==== PROVIDED DATA ====

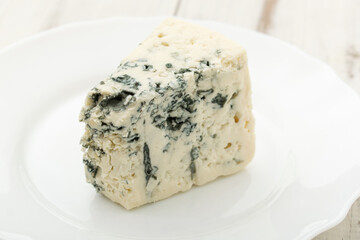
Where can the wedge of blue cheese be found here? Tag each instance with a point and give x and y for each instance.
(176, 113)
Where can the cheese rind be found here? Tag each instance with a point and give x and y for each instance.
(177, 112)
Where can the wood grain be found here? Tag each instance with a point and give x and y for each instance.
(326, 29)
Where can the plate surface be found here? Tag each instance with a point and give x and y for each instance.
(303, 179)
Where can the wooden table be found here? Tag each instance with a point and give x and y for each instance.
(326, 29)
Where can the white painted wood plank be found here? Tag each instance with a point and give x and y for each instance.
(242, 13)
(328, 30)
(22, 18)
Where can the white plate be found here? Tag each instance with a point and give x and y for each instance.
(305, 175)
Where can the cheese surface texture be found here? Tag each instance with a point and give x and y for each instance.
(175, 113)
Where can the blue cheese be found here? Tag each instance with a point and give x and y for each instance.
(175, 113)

====
==== PROVIDED DATA ====

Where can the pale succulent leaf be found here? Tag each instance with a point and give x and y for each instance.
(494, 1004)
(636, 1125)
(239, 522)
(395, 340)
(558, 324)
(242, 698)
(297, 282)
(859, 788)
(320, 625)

====
==== PROVIDED DATA ====

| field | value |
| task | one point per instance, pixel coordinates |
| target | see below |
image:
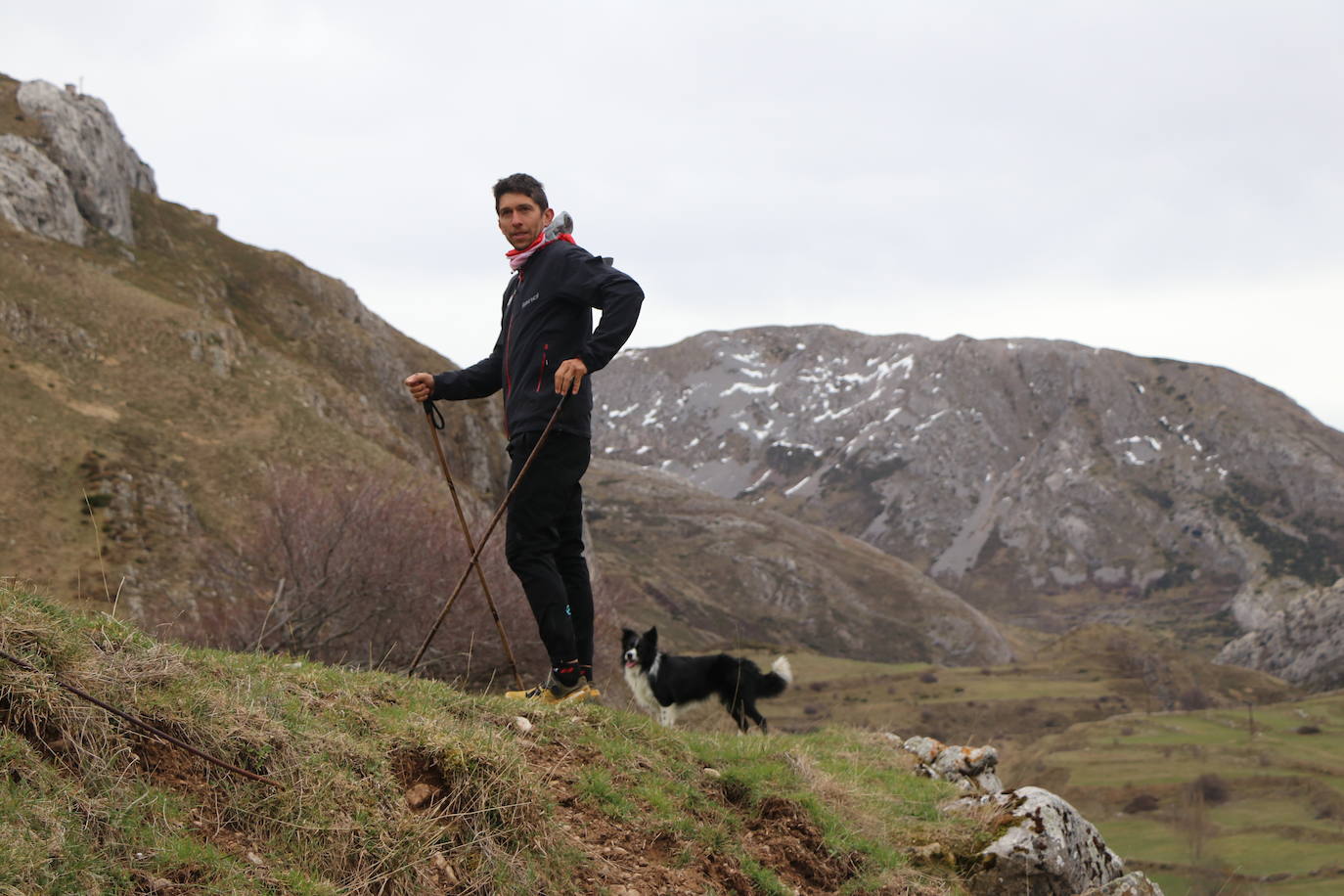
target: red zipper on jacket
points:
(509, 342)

====

*ASSIGNMENT*: Look for the word "target" throughout the material above and copy every line that has it.

*REPLY*:
| target | see below |
target: red zipper on jacket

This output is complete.